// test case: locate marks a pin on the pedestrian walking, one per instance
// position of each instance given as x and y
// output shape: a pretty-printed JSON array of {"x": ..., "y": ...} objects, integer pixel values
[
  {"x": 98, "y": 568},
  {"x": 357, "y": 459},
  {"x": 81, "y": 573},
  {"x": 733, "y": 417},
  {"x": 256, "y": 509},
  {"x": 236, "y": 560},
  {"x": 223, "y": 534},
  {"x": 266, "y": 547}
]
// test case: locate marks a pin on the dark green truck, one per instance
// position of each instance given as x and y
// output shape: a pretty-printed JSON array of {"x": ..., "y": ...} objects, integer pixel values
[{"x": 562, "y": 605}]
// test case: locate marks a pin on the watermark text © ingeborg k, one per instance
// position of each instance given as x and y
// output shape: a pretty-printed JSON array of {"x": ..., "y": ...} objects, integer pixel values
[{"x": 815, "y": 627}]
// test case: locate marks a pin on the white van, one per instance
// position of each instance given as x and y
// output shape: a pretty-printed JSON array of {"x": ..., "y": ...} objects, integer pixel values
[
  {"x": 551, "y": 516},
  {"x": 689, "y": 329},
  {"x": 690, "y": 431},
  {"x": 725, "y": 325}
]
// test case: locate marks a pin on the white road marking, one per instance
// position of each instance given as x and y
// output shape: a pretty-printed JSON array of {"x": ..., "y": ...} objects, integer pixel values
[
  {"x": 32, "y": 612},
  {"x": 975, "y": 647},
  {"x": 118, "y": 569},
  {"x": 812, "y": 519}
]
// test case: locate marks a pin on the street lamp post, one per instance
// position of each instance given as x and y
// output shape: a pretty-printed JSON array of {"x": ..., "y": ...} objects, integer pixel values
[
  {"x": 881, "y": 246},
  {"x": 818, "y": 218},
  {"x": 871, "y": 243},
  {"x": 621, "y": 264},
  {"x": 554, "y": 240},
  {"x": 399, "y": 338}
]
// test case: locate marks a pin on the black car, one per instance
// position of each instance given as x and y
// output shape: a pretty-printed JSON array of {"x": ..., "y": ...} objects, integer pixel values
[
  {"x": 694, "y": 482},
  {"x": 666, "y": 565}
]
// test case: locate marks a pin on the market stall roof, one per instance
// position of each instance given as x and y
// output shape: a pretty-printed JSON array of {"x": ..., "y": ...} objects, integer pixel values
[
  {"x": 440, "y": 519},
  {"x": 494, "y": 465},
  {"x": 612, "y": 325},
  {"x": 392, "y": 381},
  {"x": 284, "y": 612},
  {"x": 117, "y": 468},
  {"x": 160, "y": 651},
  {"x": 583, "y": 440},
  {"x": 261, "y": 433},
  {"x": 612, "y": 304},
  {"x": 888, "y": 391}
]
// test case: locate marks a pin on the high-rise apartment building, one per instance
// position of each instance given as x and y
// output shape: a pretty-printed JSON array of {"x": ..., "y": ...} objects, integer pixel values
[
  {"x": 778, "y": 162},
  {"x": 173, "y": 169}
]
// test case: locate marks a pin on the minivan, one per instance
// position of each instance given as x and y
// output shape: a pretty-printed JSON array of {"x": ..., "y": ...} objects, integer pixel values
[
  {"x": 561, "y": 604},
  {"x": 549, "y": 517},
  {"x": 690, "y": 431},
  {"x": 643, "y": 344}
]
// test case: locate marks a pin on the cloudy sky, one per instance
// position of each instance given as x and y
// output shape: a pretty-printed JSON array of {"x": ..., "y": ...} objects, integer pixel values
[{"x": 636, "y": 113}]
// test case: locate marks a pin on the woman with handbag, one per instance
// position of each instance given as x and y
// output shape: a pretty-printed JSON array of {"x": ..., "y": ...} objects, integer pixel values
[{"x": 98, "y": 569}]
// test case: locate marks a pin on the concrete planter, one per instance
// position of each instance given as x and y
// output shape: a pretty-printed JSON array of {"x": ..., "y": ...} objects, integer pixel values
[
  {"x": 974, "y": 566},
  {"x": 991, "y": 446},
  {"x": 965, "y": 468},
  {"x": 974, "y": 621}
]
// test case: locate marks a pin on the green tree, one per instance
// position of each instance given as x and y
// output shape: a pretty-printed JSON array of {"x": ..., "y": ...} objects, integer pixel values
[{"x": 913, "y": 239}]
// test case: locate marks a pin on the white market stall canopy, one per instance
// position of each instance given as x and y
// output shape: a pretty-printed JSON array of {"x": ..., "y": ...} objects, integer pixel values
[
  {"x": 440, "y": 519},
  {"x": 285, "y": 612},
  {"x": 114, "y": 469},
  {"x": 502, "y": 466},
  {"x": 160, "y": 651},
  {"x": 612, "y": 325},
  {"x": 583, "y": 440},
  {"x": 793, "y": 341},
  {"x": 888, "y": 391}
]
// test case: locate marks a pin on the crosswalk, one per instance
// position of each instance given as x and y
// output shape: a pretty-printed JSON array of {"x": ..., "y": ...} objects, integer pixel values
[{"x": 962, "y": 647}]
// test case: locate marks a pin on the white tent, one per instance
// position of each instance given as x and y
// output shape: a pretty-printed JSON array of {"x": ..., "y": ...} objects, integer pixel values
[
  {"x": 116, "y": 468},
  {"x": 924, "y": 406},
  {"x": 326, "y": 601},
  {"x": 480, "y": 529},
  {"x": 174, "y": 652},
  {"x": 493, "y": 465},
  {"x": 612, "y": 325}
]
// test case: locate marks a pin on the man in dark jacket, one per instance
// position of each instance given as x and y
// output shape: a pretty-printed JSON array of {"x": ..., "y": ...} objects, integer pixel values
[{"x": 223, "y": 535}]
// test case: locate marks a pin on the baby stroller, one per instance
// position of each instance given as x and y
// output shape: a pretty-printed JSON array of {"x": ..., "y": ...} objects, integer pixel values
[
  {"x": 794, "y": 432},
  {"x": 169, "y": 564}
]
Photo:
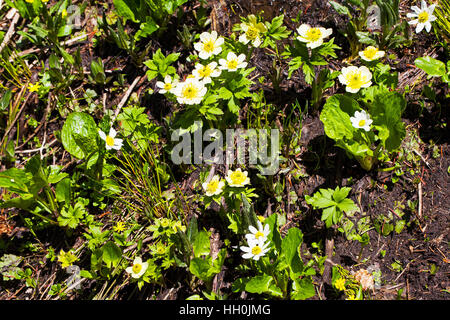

→ EXERCISE OBJECTIVE: Return the listing above word for word, every line of it from start to finish, and leave the picture out of your answer.

→ EXPECTED OUTPUT:
// test case: locate marks a pin on the pedestrian walking, one per instance
// position of each instance given as x and y
// output shape: a pretty-printed JSON array of {"x": ..., "y": ...} objects, integer pixel values
[
  {"x": 98, "y": 568},
  {"x": 357, "y": 459},
  {"x": 81, "y": 573},
  {"x": 733, "y": 417},
  {"x": 256, "y": 509},
  {"x": 236, "y": 560},
  {"x": 223, "y": 534},
  {"x": 266, "y": 547}
]
// test case: locate marks a pin on the dark green truck, one per instance
// position of each instance given as x and y
// output shape: a pretty-printed JSON array of {"x": ..., "y": ...} objects, integer pixel values
[{"x": 562, "y": 605}]
// test case: locate marks a pin on the watermark text © ingeborg k, one per instance
// position of each instance given as x and y
// output shape: a pretty-printed JSON array of {"x": ..., "y": ...} objects, integer pixel values
[{"x": 815, "y": 627}]
// test case: locate marks a pin on the white van, one per instance
// position of each instance given as x and y
// output shape: a pretty-printed JSON array of {"x": ..., "y": ...} objects, integer pixel values
[
  {"x": 551, "y": 516},
  {"x": 689, "y": 329},
  {"x": 690, "y": 431},
  {"x": 725, "y": 325}
]
// test case: locate marks a pin on the white road marking, one per instance
// position of each instance given as x and y
// output shape: a pretty-printed JSON array of {"x": ..., "y": ...} objects, integer pixel values
[
  {"x": 32, "y": 612},
  {"x": 975, "y": 647},
  {"x": 118, "y": 569},
  {"x": 812, "y": 519}
]
// test case: locate marks a pin on the street lamp post, one per instance
// position of each instance given as x and y
// output shape: a pretty-printed JSON array of {"x": ..., "y": ...} objects, integer pixel values
[
  {"x": 881, "y": 246},
  {"x": 818, "y": 218},
  {"x": 871, "y": 243},
  {"x": 621, "y": 264},
  {"x": 554, "y": 240},
  {"x": 399, "y": 338}
]
// test case: locate marks a pin on the black car, one per instance
// position of each instance given as x and y
// output shape: a pretty-printed JSON array of {"x": ..., "y": ...} objects, integer pixel values
[
  {"x": 694, "y": 482},
  {"x": 666, "y": 565}
]
// test case: locate marks a pin on the market stall roof, one per instance
// position of each instance given as x and y
// output shape: a pretty-printed JSON array of {"x": ..., "y": ...} objects, integer pixel values
[
  {"x": 440, "y": 519},
  {"x": 494, "y": 465},
  {"x": 612, "y": 325},
  {"x": 392, "y": 381},
  {"x": 284, "y": 612},
  {"x": 117, "y": 468},
  {"x": 160, "y": 651},
  {"x": 583, "y": 440},
  {"x": 261, "y": 433},
  {"x": 612, "y": 304},
  {"x": 888, "y": 391}
]
// test case: locate marks a pin on the high-rise apartment building, one per instance
// position of each instance given as x and y
// output shape: a pretty-printed JSON array of {"x": ..., "y": ...} objects, integer pixel values
[
  {"x": 778, "y": 162},
  {"x": 173, "y": 169}
]
// test case: locate marks a pin on the minivan, one per instance
// position of each instance given as x and y
// output shape: a pretty-printed JSON array of {"x": ..., "y": ...} objects, integer pixel values
[
  {"x": 561, "y": 604},
  {"x": 549, "y": 517},
  {"x": 690, "y": 431},
  {"x": 643, "y": 344}
]
// test case: locate marks a pin on the cloudy sky, one per instance
// position of each instance given as x and y
// output shape: a pretty-printed JSON array of {"x": ..., "y": ...} objects, integer pixel values
[{"x": 636, "y": 113}]
// test case: locate marks a pin on the woman with handbag, one per instance
// position of each instance given as x and y
// output shape: a pretty-printed JSON array of {"x": ..., "y": ...} objects, integer pixel values
[{"x": 98, "y": 569}]
// test case: locate marks a pin on the concrete planter, one per instance
// position of each instance given as x and y
// output shape: a pretty-printed JSON array of {"x": ..., "y": ...} objects, integer pixel values
[
  {"x": 974, "y": 566},
  {"x": 991, "y": 446},
  {"x": 965, "y": 468},
  {"x": 974, "y": 621}
]
// test case: locate marks a pin on the green tree, one per instance
// position of each instance given as x and y
// output shape: a pretty-printed JSON array of {"x": ..., "y": ...} objects, integer pixel values
[{"x": 913, "y": 239}]
// test case: locate marks a pin on the white market stall canopy, one per instance
// position of each instance given as x and y
// output shape: a pretty-printed JSON array of {"x": ..., "y": ...} objects, integer pixel values
[
  {"x": 440, "y": 519},
  {"x": 285, "y": 612},
  {"x": 114, "y": 469},
  {"x": 502, "y": 466},
  {"x": 160, "y": 651},
  {"x": 612, "y": 325},
  {"x": 583, "y": 440},
  {"x": 793, "y": 341},
  {"x": 888, "y": 391}
]
// test case: locate marks a pin on the crosswalk, one per instance
// position of each instance given as x and y
// output shape: a pretty-printed JSON array of {"x": ..., "y": ...} objects, integer pixel values
[{"x": 962, "y": 647}]
// test case: locate marks a pin on the white tent, one per instance
// position of each instance given as x and y
// output shape: a pretty-printed JSON array of {"x": ..., "y": ...} objects, integer pixel values
[
  {"x": 116, "y": 468},
  {"x": 924, "y": 406},
  {"x": 326, "y": 601},
  {"x": 480, "y": 529},
  {"x": 174, "y": 652},
  {"x": 493, "y": 465},
  {"x": 612, "y": 325}
]
// test case: locate marks a pin on the man in dark jacket, one per instance
// position of each instance given as x and y
// output shape: a pretty-printed JSON array of {"x": ..., "y": ...} objects, integer pixel values
[{"x": 223, "y": 535}]
// test case: locate marks a pin on the baby stroller, one per instance
// position of each instance given as x and y
// output shape: a pretty-printed JSON array of {"x": ..., "y": ...} objects, integer pixel values
[
  {"x": 794, "y": 432},
  {"x": 169, "y": 564}
]
Photo:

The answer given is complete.